# Given information
#####

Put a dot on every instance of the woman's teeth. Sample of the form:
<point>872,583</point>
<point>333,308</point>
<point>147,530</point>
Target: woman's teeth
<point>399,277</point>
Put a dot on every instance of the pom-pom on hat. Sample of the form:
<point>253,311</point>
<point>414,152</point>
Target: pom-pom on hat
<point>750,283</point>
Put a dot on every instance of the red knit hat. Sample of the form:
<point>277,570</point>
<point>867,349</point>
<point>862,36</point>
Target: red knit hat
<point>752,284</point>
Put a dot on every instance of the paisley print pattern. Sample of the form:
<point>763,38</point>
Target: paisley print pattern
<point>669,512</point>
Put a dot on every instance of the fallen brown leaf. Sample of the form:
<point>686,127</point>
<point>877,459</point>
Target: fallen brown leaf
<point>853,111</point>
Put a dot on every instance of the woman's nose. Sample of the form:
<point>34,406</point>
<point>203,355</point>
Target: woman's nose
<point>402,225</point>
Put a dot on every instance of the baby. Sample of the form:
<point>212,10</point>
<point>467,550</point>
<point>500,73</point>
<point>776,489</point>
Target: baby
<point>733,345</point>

#####

# Problem requirements
Of all the entries above, repeat only the lines from the line that has "<point>867,349</point>" to the line that has "<point>877,459</point>", both lines included, exactly.

# Result
<point>867,349</point>
<point>862,36</point>
Target: red knit hat
<point>752,284</point>
Put a dot on every instance of the paisley print pattern. Sample of the form:
<point>763,38</point>
Target: paisley print pattern
<point>669,512</point>
Put a dot on every instance of the fallen brown leaf. Sample of the form:
<point>686,127</point>
<point>877,459</point>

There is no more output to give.